**Trecho de origem**
========
Cria da favela do Rodo, que fica em Santa Cruz, bairro da Zona Oeste do Rio de Janeiro, MC Poze tem apenas 23 anos e já emplacou diversos hits antes deste álbum. Em 2021, dois dos dez clipes mais vistos no YouTube no Brasil foram dele: “Vida Louca” e “A Cara do Crime (Nós Incomoda)”, sendo o único a ter duas músicas no ranking.

Com este álbum não foi diferente: O Sábio já conta três clipes que estão em “músicas em alta” da plataforma há sete dias consecutivos, desde o dia seguinte ao lançamento. Em #1, “Pesadão”, com participação de MC Cabelinho e de Bielzin, em #2, “Talvez” e em #3, “Tropa do Mantém”, com participações de Raffé e Orochi.

“Ser sábio pra mim é ter a inteligência de conseguir sair de uma situação ruim e se superar pra poder proporcionar uma vida melhor pra sua família, pros seus amigos, pra sua comunidade”, disse MC Poze do Rodo em vídeo teaser do álbum no Spotify.
========
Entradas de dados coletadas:

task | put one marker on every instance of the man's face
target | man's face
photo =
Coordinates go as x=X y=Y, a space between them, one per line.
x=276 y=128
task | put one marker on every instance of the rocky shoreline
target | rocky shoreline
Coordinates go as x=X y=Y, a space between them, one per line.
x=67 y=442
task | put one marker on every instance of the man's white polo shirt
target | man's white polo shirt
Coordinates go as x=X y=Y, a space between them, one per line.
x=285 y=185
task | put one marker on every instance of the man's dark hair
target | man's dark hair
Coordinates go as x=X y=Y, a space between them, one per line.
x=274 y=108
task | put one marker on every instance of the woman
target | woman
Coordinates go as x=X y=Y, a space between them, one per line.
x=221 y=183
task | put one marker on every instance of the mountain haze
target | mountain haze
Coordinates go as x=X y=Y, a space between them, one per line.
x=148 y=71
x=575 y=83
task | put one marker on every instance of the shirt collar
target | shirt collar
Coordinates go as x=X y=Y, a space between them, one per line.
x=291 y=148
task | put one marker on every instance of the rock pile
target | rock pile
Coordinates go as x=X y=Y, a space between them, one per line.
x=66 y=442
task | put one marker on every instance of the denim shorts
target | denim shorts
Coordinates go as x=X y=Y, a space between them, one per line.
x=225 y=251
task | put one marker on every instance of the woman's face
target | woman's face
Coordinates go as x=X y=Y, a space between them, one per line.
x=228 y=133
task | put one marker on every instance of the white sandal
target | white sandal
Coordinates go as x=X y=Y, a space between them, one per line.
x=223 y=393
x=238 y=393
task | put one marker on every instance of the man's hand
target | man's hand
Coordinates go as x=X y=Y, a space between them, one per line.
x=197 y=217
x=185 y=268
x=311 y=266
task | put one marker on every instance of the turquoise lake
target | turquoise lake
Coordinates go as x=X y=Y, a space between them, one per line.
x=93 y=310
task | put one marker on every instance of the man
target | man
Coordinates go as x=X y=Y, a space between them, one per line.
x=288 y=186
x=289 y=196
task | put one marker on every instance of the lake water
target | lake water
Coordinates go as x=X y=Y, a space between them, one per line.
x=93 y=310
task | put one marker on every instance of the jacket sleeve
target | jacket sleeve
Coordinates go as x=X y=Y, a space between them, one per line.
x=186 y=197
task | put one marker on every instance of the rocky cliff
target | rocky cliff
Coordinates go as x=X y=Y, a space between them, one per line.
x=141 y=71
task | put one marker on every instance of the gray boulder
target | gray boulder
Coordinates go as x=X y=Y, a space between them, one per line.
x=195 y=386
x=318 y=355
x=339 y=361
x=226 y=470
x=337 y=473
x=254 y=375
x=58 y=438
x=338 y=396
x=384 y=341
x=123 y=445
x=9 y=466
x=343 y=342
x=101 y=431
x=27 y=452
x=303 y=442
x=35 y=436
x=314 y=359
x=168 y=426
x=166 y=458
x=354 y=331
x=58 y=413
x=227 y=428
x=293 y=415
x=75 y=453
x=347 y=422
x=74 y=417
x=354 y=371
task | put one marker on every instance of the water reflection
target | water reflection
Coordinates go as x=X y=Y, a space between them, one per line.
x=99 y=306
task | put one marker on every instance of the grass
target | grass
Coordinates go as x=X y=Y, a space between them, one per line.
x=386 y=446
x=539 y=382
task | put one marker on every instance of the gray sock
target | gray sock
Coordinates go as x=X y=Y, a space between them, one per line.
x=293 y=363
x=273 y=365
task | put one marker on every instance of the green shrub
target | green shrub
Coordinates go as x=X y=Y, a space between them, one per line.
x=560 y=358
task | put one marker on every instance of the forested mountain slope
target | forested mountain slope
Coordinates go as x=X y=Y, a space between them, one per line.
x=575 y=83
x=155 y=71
========
**Requisitos da tarefa**
Por favor, reescreva a parte do trecho sobre MC Poze que começa pelas palavras "Cria da favela" e termina em "Raffé e Orochi.", trocando "clipes" por "vídeos".

**Resposta escrita**
Cria da favela do Rodo, que fica em Santa Cruz, bairro da Zona Oeste do Rio de Janeiro, MC Poze tem apenas 23 anos e já emplacou diversos hits antes deste álbum. Em 2021, dois dos dez vídeos mais vistos no YouTube no Brasil foram dele: “Vida Louca” e “A Cara do Crime (Nós Incomoda)”, sendo o único a ter duas músicas no ranking.

Com este álbum não foi diferente: O Sábio já conta três vídeos que estão em “músicas em alta” da plataforma há sete dias consecutivos, desde o dia seguinte ao lançamento. Em #1, “Pesadão”, com participação de MC Cabelinho e de Bielzin, em #2, “Talvez” e em #3, “Tropa do Mantém”, com participações de Raffé e Orochi.